Set problem:
Could you recast everything from the line containing "Would you be able to indicate the police car roof" down to the end of the material as a JSON list of strings, one string per line, leaving out blank lines and the pictures?
┌──
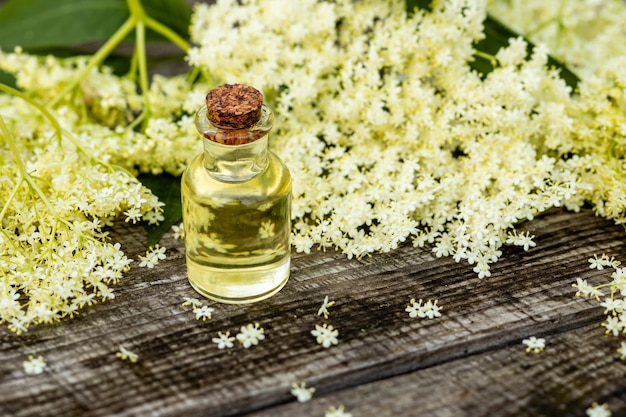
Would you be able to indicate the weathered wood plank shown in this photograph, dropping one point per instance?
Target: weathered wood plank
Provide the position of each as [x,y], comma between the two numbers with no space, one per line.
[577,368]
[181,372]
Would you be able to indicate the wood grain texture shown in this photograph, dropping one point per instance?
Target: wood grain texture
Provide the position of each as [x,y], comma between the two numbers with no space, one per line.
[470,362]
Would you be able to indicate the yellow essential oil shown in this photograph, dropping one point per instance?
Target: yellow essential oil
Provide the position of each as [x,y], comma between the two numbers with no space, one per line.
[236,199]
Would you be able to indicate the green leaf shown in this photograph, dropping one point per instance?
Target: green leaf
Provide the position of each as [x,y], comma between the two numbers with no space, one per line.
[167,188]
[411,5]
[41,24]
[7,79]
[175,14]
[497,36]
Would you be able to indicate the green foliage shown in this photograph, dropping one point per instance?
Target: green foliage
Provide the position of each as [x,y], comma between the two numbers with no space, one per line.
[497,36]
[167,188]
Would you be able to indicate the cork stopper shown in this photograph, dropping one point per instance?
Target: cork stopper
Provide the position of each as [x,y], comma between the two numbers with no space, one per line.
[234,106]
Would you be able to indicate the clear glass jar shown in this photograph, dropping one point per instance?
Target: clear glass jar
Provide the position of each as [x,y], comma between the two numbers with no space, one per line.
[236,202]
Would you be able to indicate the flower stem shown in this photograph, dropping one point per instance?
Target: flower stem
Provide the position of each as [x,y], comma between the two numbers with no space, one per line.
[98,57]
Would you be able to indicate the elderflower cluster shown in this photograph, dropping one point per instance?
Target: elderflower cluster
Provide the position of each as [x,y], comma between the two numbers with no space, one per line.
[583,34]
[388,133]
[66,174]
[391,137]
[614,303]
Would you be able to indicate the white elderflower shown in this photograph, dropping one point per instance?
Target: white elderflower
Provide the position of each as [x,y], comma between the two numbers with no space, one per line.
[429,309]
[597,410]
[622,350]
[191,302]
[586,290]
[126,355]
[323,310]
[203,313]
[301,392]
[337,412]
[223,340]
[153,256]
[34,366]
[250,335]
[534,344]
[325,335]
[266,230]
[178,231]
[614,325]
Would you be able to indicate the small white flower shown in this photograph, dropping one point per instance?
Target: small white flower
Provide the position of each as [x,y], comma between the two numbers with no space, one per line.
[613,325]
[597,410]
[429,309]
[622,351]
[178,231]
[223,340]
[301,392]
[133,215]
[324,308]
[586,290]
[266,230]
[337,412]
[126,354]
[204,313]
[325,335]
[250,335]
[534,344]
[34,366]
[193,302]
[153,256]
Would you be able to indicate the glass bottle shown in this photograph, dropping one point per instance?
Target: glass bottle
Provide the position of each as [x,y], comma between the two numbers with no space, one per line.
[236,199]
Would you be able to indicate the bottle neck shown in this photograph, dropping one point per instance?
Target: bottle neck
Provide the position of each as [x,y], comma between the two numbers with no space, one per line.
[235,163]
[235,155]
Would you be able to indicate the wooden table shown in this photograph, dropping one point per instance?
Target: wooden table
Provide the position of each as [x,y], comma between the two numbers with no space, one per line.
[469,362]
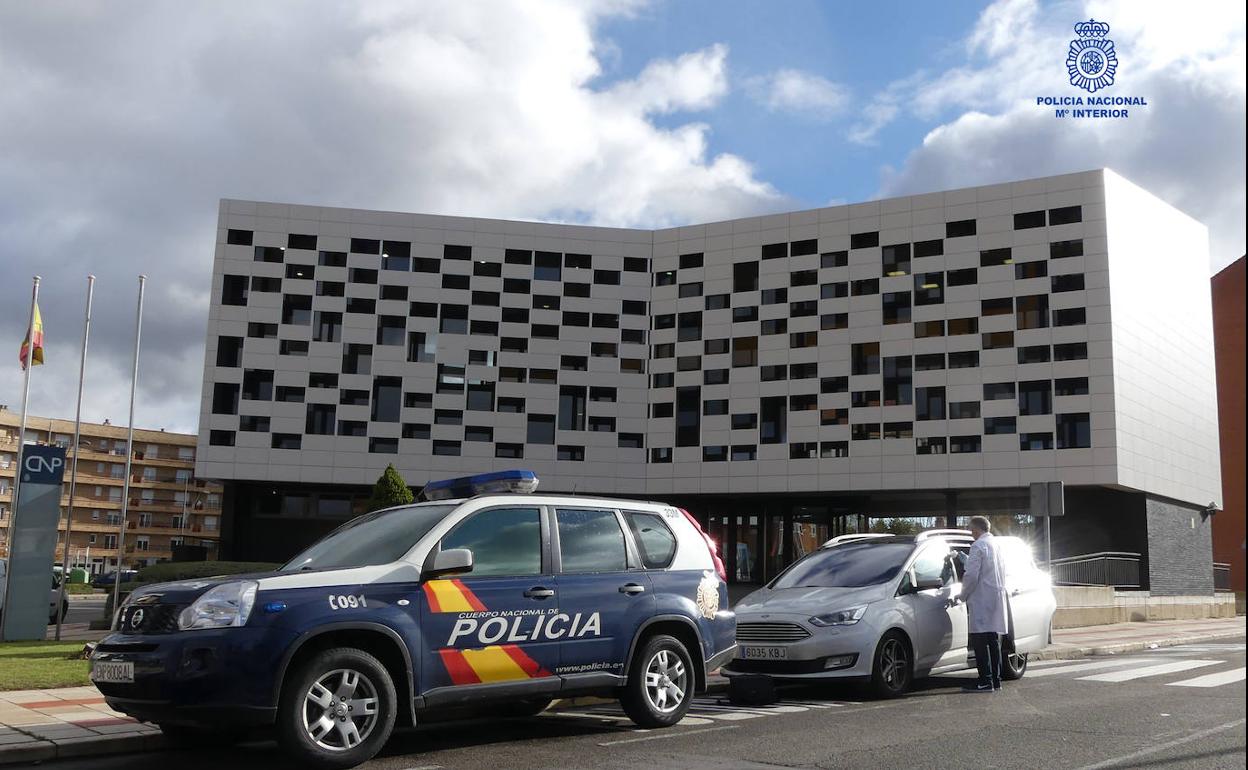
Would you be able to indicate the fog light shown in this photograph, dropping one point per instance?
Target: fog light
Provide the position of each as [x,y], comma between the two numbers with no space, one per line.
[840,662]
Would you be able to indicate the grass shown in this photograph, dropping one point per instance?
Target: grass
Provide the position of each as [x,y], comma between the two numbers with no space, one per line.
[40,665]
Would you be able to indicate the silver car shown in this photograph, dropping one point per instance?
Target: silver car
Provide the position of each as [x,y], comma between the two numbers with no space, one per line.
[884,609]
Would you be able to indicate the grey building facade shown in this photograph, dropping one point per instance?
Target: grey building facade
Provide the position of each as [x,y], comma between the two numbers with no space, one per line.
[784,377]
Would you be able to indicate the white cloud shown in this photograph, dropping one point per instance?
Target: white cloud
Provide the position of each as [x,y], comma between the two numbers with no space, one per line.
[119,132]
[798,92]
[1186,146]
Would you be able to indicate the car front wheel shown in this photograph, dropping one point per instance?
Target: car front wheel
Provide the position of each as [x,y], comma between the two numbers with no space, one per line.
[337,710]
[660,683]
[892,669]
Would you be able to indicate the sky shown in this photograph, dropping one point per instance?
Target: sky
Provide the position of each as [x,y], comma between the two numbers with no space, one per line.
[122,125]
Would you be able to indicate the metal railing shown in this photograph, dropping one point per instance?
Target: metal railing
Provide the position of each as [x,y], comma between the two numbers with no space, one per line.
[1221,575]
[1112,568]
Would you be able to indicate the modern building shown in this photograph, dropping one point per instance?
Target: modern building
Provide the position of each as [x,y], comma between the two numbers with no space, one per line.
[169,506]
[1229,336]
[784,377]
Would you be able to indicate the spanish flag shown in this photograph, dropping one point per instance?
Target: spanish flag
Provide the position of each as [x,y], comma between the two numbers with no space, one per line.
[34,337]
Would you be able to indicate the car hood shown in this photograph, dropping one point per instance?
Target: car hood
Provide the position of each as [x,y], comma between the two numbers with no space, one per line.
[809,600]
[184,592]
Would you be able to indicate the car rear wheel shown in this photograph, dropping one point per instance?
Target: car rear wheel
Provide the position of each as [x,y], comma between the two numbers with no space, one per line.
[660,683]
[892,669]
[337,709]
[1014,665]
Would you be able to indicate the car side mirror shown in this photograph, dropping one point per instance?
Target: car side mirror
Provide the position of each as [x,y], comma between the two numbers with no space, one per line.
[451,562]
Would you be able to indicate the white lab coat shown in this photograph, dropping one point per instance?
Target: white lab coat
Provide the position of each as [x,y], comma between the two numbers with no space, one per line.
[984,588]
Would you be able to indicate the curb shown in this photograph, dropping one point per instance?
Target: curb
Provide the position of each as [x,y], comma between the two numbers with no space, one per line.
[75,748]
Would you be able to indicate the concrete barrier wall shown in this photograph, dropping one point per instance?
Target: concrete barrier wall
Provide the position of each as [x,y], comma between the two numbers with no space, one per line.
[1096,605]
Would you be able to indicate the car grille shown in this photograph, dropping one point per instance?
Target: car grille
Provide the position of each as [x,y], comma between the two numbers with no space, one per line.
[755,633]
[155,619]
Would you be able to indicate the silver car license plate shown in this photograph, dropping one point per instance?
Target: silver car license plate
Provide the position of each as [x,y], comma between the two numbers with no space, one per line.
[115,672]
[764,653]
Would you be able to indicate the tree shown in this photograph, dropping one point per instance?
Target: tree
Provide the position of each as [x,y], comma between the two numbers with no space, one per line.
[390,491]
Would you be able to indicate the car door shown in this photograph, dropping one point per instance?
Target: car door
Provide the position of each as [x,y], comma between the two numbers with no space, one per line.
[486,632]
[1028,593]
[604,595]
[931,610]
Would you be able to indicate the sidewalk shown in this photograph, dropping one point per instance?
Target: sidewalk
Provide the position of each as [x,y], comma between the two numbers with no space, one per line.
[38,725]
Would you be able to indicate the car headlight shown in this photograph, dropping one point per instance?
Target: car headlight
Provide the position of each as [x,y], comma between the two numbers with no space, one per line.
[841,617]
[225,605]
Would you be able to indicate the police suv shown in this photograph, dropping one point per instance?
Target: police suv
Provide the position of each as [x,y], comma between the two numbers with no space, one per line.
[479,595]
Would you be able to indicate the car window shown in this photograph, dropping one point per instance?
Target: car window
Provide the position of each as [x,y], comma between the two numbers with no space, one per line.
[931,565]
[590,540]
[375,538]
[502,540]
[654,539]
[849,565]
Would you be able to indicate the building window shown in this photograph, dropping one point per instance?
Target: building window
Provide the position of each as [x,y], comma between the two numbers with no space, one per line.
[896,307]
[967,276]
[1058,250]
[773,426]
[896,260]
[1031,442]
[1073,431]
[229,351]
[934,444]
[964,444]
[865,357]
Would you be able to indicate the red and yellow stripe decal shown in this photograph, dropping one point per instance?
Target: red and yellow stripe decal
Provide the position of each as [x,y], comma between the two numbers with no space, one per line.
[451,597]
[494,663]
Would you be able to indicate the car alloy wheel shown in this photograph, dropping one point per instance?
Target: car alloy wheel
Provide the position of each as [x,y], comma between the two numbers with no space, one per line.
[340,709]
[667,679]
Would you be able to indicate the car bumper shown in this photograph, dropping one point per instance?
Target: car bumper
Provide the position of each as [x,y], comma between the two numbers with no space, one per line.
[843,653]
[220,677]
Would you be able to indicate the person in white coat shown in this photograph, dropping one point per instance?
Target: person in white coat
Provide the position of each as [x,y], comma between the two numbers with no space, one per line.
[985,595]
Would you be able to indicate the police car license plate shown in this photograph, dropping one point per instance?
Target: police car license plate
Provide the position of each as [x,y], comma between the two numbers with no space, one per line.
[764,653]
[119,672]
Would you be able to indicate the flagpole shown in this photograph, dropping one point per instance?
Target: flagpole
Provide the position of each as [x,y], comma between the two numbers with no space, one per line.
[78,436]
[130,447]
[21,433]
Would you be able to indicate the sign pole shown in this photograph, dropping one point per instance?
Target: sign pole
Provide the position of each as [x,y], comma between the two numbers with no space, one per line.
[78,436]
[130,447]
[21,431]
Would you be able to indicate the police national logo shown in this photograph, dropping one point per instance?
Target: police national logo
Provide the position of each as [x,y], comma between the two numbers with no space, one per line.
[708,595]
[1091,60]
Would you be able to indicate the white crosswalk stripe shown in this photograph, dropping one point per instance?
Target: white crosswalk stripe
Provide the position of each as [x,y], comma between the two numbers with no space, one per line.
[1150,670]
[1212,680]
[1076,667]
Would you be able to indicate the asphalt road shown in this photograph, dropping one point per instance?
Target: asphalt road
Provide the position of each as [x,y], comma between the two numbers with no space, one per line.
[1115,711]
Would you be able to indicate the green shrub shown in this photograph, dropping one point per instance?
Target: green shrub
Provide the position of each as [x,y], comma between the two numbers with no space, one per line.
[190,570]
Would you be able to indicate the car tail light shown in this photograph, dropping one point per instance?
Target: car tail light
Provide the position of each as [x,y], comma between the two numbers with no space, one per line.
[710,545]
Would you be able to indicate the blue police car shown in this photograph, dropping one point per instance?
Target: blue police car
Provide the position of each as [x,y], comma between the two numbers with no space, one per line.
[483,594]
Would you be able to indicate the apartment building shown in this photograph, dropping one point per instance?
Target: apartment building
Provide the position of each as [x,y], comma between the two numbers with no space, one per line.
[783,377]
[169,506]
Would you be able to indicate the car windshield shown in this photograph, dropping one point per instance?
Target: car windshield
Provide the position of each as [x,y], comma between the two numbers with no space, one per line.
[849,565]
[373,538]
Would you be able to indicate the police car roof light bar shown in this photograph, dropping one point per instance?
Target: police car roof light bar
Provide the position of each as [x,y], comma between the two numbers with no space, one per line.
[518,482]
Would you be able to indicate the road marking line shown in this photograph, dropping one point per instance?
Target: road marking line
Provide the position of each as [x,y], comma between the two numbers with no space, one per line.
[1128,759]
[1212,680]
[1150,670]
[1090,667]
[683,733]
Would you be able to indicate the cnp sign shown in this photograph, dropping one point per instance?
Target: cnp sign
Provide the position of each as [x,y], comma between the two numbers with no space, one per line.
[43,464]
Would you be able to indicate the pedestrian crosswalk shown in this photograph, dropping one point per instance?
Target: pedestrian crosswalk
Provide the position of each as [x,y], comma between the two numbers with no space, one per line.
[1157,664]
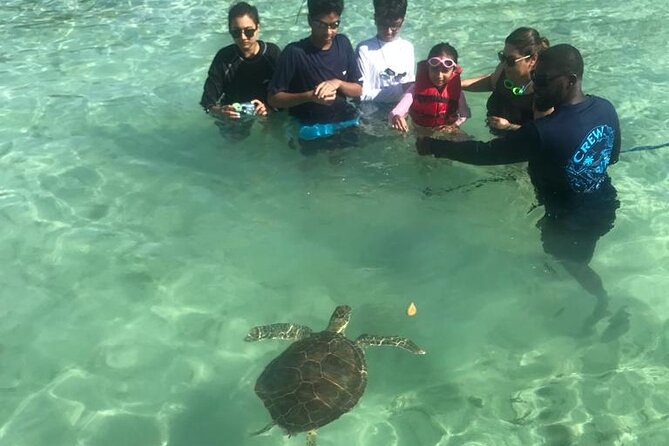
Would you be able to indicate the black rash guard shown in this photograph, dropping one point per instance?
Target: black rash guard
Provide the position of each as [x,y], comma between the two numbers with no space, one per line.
└──
Task response:
[
  "Would you be able to indicate the police car roof light bar shown in this photograph, dropping one point per instance?",
  "Target: police car roof light bar",
  "Provide the position of each as [x,y], comma between the two numbers with no space, one per line.",
  "[518,482]",
  "Would you be able to indicate the road marking line shown in this photograph, dropping one point per instance?",
  "Target: road marking line",
  "Provide the position of each as [x,y], comma between the two numbers with no space, one per line.",
  "[1128,759]",
  "[1212,680]",
  "[1150,670]",
  "[1090,667]",
  "[683,733]",
  "Would you be able to indicate the cnp sign shown in this photograph, dropping one point per instance?",
  "Target: cnp sign",
  "Provide the position of each as [x,y], comma between the two numbers with no space, one per line.",
  "[43,464]",
  "Would you be able to indicate the pedestrian crosswalk shown in this photograph, dropping one point per instance?",
  "Target: pedestrian crosswalk",
  "Provide the position of each as [x,y], comma between the two numbers with no space, one per line.",
  "[1157,664]",
  "Would you be able to indicate the black rash guard shown in this photograph, dropping one point per instance?",
  "Target: black rash guard",
  "Provide the position of each as [x,y], comma between the two numbers with no space, one per line."
]